■ Problem statement ■
Exactly the line that contains "Confirm that each instance of the metal crowd" and the lines following it to the end of the data are to be reproduced, and nothing more.

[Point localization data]
((
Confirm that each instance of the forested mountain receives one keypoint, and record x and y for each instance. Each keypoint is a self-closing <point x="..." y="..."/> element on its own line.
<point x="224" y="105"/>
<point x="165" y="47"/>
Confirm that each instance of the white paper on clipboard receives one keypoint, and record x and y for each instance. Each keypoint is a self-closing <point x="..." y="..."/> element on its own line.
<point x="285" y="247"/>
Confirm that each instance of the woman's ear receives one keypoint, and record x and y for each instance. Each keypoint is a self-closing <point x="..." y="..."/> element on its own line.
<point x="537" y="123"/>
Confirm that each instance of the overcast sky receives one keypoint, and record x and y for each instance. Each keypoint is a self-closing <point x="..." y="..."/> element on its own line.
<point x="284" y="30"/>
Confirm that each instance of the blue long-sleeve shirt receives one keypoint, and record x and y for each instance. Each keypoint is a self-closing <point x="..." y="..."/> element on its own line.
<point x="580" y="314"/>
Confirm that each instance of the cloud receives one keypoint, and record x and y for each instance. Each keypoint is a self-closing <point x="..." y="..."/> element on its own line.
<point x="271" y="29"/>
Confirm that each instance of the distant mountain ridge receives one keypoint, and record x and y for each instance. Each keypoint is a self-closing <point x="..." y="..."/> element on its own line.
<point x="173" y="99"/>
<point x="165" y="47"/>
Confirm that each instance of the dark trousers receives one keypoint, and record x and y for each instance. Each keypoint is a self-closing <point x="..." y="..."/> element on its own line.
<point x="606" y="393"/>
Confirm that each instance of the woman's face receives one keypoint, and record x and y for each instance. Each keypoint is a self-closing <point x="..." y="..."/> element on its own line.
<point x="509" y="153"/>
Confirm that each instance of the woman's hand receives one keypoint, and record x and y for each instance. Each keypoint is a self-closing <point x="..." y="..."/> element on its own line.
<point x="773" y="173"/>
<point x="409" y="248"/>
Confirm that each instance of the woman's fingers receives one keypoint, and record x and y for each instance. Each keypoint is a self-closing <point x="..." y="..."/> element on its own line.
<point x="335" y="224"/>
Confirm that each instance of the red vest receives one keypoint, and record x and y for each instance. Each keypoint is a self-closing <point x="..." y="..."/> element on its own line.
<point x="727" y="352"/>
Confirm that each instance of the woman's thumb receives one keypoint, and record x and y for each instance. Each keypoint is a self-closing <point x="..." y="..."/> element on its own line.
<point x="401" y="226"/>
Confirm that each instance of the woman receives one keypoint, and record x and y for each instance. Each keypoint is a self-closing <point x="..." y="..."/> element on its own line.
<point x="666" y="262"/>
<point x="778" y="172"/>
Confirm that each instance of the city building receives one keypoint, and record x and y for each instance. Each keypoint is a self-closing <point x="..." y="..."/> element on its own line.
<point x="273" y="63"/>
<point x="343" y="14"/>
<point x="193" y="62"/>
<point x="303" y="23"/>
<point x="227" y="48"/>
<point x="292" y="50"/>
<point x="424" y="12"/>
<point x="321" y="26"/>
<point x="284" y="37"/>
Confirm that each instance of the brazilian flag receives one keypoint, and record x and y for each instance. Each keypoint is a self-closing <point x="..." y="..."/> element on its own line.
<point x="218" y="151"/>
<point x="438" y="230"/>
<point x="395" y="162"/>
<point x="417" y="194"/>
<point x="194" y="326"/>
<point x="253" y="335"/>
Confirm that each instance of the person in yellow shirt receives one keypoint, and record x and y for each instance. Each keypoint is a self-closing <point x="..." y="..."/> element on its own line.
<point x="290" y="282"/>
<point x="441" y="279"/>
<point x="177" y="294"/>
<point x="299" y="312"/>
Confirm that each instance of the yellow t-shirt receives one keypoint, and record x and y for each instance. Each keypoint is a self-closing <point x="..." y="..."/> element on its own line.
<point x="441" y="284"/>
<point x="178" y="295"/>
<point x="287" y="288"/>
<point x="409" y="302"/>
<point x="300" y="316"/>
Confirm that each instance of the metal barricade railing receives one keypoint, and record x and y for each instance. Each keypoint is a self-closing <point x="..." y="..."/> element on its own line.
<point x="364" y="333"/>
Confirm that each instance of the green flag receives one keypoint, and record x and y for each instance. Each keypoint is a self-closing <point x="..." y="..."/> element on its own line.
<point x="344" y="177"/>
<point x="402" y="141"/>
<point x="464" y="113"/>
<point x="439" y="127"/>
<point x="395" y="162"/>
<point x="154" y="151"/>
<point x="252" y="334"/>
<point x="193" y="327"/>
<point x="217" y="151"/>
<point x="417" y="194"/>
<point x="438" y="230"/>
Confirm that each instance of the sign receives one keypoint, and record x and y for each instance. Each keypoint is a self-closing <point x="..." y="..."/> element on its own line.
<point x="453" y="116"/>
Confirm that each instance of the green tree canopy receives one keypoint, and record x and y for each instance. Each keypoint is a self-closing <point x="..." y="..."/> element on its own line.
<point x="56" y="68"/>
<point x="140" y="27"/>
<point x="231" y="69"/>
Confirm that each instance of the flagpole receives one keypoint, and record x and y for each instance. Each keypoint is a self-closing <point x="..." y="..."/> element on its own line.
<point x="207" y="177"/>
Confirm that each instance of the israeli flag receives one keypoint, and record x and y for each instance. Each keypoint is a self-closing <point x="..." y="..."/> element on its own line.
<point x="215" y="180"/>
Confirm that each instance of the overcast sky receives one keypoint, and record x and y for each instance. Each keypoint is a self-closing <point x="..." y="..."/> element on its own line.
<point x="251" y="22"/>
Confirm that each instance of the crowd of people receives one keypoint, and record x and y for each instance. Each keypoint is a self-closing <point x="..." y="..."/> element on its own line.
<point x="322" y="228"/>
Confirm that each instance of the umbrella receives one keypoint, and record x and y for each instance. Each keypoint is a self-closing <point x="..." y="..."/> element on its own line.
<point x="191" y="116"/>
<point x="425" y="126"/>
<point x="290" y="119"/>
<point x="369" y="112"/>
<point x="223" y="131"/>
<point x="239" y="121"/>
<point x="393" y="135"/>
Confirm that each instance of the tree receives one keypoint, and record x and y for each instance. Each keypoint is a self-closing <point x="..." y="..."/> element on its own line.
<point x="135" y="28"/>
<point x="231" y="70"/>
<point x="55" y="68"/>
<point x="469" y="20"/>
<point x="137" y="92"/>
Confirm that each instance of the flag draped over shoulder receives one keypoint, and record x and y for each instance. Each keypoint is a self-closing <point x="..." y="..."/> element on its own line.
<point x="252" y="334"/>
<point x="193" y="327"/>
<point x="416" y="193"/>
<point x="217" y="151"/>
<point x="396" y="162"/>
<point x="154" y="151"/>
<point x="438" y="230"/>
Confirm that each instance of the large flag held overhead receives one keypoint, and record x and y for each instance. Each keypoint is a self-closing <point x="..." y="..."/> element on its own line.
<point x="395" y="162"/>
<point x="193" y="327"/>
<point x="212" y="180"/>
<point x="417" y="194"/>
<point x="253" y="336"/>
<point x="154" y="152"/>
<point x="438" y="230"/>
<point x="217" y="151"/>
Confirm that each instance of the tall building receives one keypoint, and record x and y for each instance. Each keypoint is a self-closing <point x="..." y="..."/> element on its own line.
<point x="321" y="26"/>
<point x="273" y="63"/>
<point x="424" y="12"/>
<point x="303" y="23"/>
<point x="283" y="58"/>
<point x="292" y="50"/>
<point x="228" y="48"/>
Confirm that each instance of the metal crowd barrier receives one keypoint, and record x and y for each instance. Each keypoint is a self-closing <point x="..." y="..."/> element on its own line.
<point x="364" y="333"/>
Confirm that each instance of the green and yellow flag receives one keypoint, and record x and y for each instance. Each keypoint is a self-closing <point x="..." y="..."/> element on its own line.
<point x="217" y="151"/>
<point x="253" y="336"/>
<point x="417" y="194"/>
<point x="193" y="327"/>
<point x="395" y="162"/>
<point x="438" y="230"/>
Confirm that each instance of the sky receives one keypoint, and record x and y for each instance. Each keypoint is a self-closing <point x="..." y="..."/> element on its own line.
))
■ Result of this task ■
Confirm that each instance of the metal crowd barrier receives one keypoint, and record x and y for each instance. Each keypoint is a self-closing <point x="..." y="..."/> element on its own line.
<point x="364" y="333"/>
Confirm that each instance of the green and yellow flag receives one keypoint, and record x and y for each instance. Each keypoint is a self-closing <point x="..." y="..."/> element on its own line.
<point x="217" y="151"/>
<point x="253" y="336"/>
<point x="417" y="194"/>
<point x="193" y="327"/>
<point x="395" y="162"/>
<point x="438" y="230"/>
Confirm that each instance of the sky receives one keypoint, and record x and y for each instance. Each keypoint is a self-closing <point x="..." y="..."/> element on its own line.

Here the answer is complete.